Required task: Copy only what runs from the line containing "in [260, 378]." through the end of the material below, line for line, with both ends included.

Point-based annotation data:
Start

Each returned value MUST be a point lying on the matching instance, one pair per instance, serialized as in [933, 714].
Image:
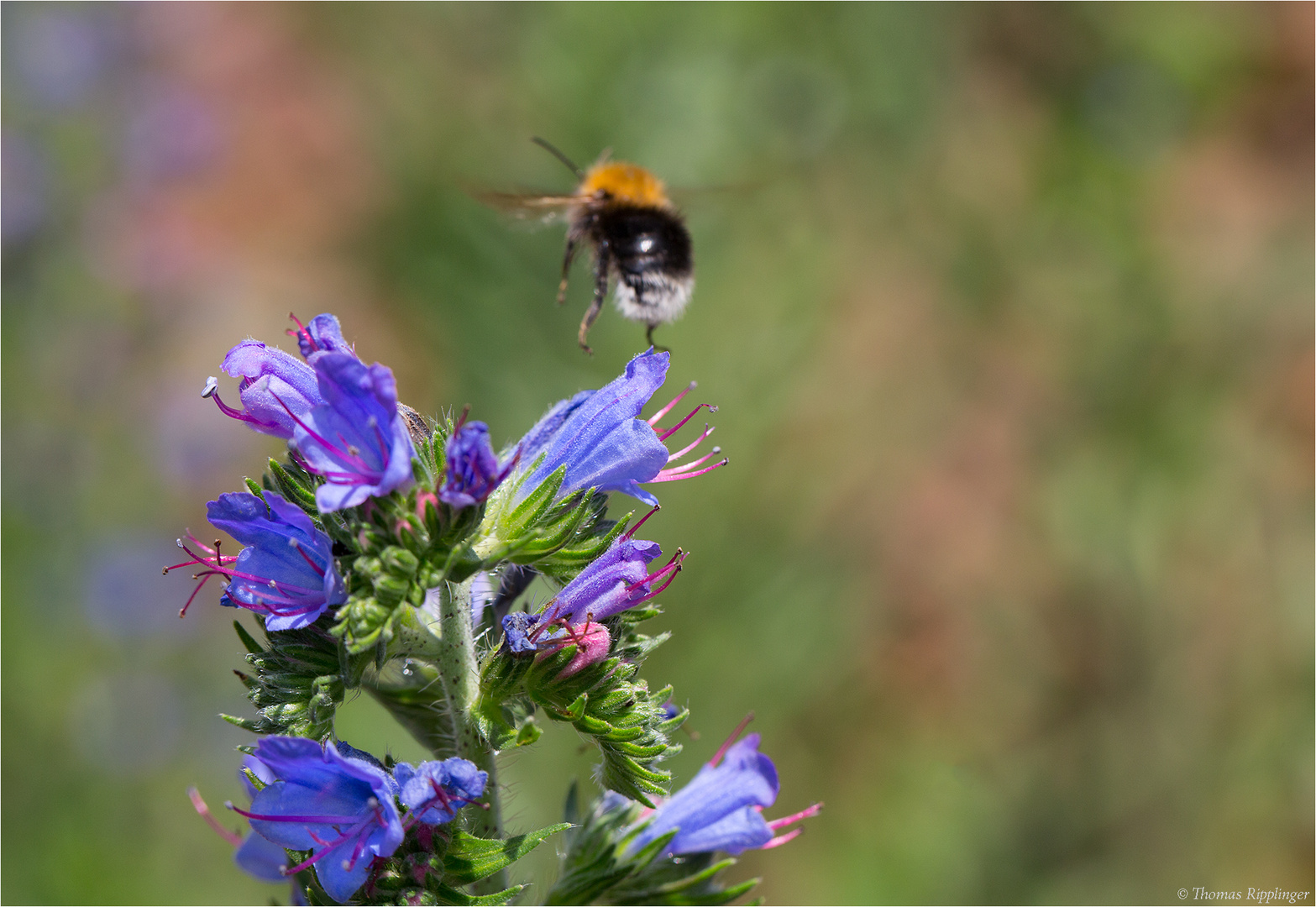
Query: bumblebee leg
[566, 269]
[649, 336]
[600, 290]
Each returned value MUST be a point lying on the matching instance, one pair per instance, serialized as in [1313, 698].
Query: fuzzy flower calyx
[611, 584]
[286, 573]
[357, 438]
[473, 470]
[434, 791]
[340, 809]
[721, 809]
[601, 443]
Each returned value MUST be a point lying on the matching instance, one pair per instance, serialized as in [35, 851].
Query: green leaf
[470, 858]
[448, 895]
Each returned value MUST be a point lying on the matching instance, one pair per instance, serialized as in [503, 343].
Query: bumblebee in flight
[638, 239]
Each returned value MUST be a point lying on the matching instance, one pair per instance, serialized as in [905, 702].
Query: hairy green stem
[433, 694]
[459, 674]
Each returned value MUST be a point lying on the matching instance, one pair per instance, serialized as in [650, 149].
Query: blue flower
[600, 440]
[434, 791]
[276, 389]
[286, 573]
[322, 334]
[721, 809]
[473, 470]
[614, 582]
[357, 440]
[337, 807]
[255, 855]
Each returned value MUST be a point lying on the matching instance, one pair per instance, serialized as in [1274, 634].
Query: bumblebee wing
[545, 208]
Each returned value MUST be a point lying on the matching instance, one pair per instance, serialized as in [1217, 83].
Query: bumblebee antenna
[559, 155]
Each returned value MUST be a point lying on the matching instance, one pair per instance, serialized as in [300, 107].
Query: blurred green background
[1009, 311]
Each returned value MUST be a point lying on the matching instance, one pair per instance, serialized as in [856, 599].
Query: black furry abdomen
[644, 241]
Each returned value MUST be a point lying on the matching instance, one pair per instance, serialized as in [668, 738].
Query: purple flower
[276, 390]
[286, 572]
[600, 440]
[257, 856]
[253, 855]
[357, 438]
[322, 334]
[721, 809]
[614, 582]
[434, 791]
[337, 807]
[473, 471]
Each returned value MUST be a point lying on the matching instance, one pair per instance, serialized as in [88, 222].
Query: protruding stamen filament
[204, 811]
[799, 816]
[308, 820]
[301, 333]
[653, 420]
[694, 464]
[682, 422]
[694, 444]
[782, 839]
[668, 475]
[633, 529]
[737, 732]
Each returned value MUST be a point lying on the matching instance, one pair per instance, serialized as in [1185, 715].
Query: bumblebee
[638, 239]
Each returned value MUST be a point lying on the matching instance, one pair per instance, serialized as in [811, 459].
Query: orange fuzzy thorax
[626, 182]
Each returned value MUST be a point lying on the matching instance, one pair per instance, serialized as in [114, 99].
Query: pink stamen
[243, 415]
[656, 574]
[301, 333]
[799, 816]
[666, 475]
[694, 464]
[343, 454]
[737, 732]
[204, 811]
[782, 839]
[182, 612]
[691, 415]
[693, 444]
[653, 420]
[311, 820]
[632, 531]
[307, 557]
[663, 587]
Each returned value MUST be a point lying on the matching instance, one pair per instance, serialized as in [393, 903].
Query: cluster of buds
[374, 547]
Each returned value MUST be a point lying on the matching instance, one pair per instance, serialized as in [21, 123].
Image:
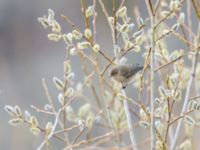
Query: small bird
[124, 73]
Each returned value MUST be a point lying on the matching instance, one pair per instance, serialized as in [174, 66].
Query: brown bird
[125, 73]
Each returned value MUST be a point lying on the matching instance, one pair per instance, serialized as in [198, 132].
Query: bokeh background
[27, 56]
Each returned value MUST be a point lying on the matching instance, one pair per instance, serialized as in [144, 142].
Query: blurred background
[27, 56]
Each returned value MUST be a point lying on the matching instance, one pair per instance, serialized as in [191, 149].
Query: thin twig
[187, 94]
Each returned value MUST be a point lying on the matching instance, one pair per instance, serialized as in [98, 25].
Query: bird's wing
[128, 71]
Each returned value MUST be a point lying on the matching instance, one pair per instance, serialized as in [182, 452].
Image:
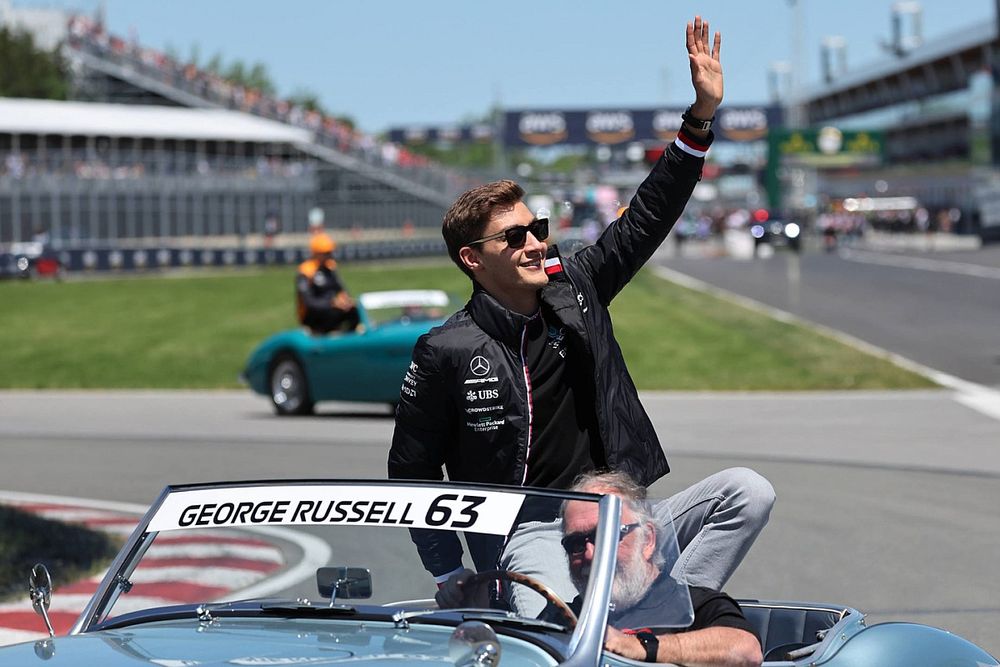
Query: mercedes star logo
[479, 366]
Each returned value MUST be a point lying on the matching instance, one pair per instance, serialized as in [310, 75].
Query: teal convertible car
[325, 572]
[298, 368]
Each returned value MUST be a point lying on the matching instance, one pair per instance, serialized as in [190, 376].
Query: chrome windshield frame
[587, 643]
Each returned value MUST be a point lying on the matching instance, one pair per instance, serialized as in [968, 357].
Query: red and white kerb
[690, 146]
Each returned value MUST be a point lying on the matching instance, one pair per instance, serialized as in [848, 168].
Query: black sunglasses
[576, 543]
[517, 235]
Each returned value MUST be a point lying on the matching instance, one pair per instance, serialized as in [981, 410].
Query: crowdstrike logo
[479, 366]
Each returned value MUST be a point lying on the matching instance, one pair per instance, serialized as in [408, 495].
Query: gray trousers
[716, 521]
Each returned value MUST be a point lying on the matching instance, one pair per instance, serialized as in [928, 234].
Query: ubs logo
[481, 394]
[542, 129]
[743, 124]
[610, 127]
[479, 365]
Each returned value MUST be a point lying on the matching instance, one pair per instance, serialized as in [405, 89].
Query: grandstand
[155, 153]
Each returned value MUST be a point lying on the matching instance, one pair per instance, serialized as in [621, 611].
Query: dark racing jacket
[465, 402]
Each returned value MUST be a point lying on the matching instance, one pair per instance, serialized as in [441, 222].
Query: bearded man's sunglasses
[517, 235]
[576, 543]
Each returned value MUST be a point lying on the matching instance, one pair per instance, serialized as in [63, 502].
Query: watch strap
[650, 642]
[697, 123]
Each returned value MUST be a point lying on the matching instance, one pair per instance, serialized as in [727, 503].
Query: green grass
[69, 551]
[196, 330]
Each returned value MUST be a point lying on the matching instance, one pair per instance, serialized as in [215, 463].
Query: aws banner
[545, 127]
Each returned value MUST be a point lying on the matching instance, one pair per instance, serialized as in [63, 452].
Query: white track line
[921, 264]
[975, 396]
[316, 554]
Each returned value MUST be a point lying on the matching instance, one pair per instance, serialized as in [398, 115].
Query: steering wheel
[476, 580]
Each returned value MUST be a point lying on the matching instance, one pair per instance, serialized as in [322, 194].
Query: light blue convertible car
[297, 368]
[314, 572]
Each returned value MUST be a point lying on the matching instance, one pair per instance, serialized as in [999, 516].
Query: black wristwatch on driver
[696, 123]
[650, 643]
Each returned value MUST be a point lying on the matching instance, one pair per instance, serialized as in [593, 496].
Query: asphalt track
[886, 500]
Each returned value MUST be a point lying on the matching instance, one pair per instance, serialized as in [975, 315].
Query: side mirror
[351, 583]
[40, 593]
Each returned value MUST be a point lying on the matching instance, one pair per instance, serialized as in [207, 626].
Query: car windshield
[366, 548]
[404, 306]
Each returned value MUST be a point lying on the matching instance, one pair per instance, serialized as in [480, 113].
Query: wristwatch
[697, 123]
[650, 643]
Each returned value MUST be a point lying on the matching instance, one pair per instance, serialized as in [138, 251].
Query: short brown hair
[468, 216]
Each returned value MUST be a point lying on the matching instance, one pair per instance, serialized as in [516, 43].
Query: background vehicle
[25, 260]
[297, 368]
[777, 234]
[319, 571]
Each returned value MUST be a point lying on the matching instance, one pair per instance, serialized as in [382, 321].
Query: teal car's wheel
[289, 389]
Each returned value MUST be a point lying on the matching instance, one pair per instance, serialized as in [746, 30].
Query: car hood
[252, 642]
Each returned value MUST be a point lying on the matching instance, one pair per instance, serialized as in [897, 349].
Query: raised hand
[706, 69]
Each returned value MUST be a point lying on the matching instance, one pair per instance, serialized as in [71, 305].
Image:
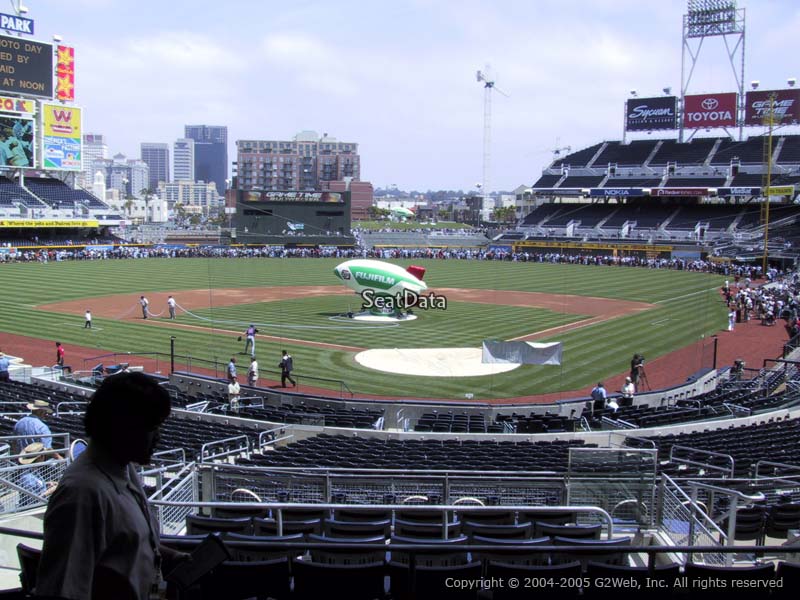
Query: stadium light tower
[487, 79]
[706, 19]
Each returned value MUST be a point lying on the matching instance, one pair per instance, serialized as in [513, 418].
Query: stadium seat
[28, 565]
[240, 580]
[502, 551]
[355, 582]
[432, 581]
[568, 531]
[347, 556]
[196, 524]
[426, 530]
[665, 574]
[700, 575]
[270, 527]
[520, 531]
[255, 553]
[544, 574]
[334, 528]
[583, 550]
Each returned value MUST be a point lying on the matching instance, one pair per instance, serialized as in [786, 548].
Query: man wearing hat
[29, 478]
[4, 363]
[33, 427]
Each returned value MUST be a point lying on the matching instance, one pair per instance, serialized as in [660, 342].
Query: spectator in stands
[100, 538]
[31, 479]
[59, 355]
[637, 367]
[33, 428]
[599, 396]
[286, 366]
[4, 364]
[252, 372]
[250, 336]
[628, 390]
[231, 371]
[234, 391]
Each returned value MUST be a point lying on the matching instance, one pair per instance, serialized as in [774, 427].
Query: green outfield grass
[687, 306]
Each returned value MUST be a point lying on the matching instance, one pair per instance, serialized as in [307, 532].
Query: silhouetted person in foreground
[100, 539]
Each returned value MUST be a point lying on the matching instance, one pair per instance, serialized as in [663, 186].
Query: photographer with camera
[637, 369]
[250, 342]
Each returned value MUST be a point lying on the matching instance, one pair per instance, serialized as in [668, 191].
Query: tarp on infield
[521, 353]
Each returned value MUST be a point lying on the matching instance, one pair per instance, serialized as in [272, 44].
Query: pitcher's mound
[430, 362]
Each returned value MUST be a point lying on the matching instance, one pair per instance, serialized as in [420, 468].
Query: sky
[398, 78]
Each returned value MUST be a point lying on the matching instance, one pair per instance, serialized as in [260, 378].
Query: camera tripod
[643, 382]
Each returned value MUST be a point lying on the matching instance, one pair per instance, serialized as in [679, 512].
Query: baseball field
[602, 315]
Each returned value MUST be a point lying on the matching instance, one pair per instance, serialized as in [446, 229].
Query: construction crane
[487, 79]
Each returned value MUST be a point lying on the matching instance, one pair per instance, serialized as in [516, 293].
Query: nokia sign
[710, 110]
[643, 114]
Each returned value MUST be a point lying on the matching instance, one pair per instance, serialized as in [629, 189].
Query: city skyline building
[210, 153]
[94, 148]
[156, 155]
[183, 160]
[302, 163]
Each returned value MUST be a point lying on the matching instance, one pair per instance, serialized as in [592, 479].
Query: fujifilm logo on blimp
[380, 277]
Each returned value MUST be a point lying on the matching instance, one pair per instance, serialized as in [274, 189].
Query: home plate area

End

Response for this exercise:
Each returned value MUST be a point lying on the matching instance, one pair per instance, serialized as in [260, 378].
Query: camera tripod
[643, 382]
Each returned value MUST be a point lying on the matching instance, one pair per instance, serialized as in [679, 512].
Query: baseball field
[602, 315]
Each returned value MUST be a point lying on the matching instance, one pair per instance, serialized as in [446, 229].
Query: construction crane
[487, 79]
Each returned value MUST be a point lying on the matching instance, one pair per instance, serialized as in [516, 293].
Query: nokia sign
[710, 110]
[643, 114]
Each returned value MUST be a point lying on the matching instance, one pair per instance, serialized as in [629, 189].
Query: city skyline building
[210, 153]
[94, 148]
[156, 155]
[183, 160]
[302, 163]
Each returned value MUST be a point lying on the matching instance, one pair per instance, serialized as in [592, 479].
Query: fujifilm logo on blimp
[380, 277]
Each returned value MUST be a point lying on the matching instance, one pair per instance, serialized as in [274, 189].
Query: home plate area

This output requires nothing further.